━━ Fragmento del documento ━━

Enfilaba ayer la carretera para Sevilla, dejando atrás Morón, y mientras atravesaba una de las innumerables y asfaltadas venas del ancho cuerpo de una madre, me despedía de la otra (madre) hasta la próxima visita. Pensaba en la una y en la otra. Pensaba en las dos…
Sin perder la concentración al volante, saludaba la alegría que contagian los girasoles en esta época del año, pero, en mis adentros, una sensación agridulce me acompañaba como colega de viaje. El día anterior, una de mis madres fue mirada por todos los ojos del país. Su alma de tierra labrada, su piel serrana, sus cabellos de olivo y su fragancia de sal marina vieron como muchísimas de sus hijas e hijos decidieron -en esta ocasión- no seguir la estela de la ilusión contagiada entre sus hermanos franceses o colombianos, y apostaron por la elección de propuestas mandatorias que, en paralelo, dejan atrás lo público y equitativo de sus ambulatorios, de sus hospitales, de sus colegios, de sus fiscalidades o de las posibilidades de desarrollo de las gentes de sus barrios. La ecuación tirita. Algunos girasoles parecían tristes.

━━━

Tareas del ejercicio:
- A) Responde a estas preguntas sobre el texto del viaje a Sevilla:
(i) ¿Qué localidad queda atrás al enfilar la carretera?
(ii) ¿Qué flores se saludan sin perder la concentración al volante?
(iii) ¿De qué nacionalidades son los hermanos cuya estela de ilusión no se siguió en esta ocasión?
- B) Retoma el texto del viaje a Sevilla y continúalo desde su última frase.
El material que aparece a continuación proviene de una fuente distinta.

━━ Extracto de datos ━━

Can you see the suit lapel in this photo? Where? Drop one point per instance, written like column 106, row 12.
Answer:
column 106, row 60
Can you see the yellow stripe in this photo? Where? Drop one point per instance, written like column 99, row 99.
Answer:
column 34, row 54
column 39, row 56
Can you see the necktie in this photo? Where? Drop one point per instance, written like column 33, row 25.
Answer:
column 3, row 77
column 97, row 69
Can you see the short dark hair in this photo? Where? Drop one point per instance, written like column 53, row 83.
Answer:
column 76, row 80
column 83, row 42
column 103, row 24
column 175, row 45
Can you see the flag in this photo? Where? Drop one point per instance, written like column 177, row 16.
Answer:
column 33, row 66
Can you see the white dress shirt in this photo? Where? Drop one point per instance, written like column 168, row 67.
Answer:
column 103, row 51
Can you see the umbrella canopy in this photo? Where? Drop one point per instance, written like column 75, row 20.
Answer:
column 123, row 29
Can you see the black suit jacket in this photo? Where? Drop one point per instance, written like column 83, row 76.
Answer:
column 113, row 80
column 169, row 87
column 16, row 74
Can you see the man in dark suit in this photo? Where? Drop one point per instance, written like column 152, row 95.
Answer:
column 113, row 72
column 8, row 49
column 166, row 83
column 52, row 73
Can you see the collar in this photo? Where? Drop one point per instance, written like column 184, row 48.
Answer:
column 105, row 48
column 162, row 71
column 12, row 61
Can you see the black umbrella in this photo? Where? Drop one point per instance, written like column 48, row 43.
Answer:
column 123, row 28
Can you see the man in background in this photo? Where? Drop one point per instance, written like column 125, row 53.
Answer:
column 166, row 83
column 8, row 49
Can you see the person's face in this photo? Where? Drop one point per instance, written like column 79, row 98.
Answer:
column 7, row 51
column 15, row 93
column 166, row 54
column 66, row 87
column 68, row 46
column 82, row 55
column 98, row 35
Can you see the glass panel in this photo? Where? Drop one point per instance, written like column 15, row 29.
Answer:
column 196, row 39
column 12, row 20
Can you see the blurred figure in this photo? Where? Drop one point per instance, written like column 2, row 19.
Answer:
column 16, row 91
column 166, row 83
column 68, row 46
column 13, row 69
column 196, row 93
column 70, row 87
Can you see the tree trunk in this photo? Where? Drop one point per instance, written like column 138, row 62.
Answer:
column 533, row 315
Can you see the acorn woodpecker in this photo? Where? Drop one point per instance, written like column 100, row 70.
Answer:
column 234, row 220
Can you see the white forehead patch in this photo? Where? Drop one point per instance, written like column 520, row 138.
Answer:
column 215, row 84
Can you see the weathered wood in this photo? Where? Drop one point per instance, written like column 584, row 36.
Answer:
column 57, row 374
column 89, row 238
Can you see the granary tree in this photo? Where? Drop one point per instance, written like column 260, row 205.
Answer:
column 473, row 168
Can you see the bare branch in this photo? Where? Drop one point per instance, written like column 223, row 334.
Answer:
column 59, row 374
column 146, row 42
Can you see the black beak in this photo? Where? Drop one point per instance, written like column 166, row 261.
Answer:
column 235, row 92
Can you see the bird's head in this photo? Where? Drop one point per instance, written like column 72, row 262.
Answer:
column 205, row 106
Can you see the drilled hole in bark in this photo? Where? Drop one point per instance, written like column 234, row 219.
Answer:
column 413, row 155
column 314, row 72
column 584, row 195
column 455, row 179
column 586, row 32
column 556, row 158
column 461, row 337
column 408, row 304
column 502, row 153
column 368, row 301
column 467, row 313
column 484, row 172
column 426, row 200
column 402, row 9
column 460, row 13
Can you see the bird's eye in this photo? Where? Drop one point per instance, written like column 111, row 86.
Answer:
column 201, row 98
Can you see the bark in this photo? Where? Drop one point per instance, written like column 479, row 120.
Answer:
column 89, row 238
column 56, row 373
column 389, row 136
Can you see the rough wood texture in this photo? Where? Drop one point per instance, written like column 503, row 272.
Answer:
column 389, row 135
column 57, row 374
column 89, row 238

━━━

Respuestas de la actividad:
- A)
(i) Morón.
(ii) Los girasoles.
(iii) Franceses y colombianos.

- B)
Pero, mientras el coche avanzaba, percibí que otros (girasoles) resistían fuertes, sonrientes, utópicos, positivos, como esa otra madre que, a pesar de los años y de los salvajes dolores -y de la diabetes y de los problemas de estómago y de los mareos y del trabajo incesante y de los ratitos de soledad y de ver la vida pasar y a pesar de todos los pesares-, jamás deja de reír con su nieta, ni de enseñar y aprender con ella, ni de jugar, ni de entendernos como solo nos conoce una mare, ni de criar a todos los hijos de todos sus hijos, ni de echarse el mundo a las maltrechas espaldas y demostrar que hay generosidades y bondades que son tan grandes, poderosas y emotivas como esos imposibles que, aun siéndolos, siguen adelante.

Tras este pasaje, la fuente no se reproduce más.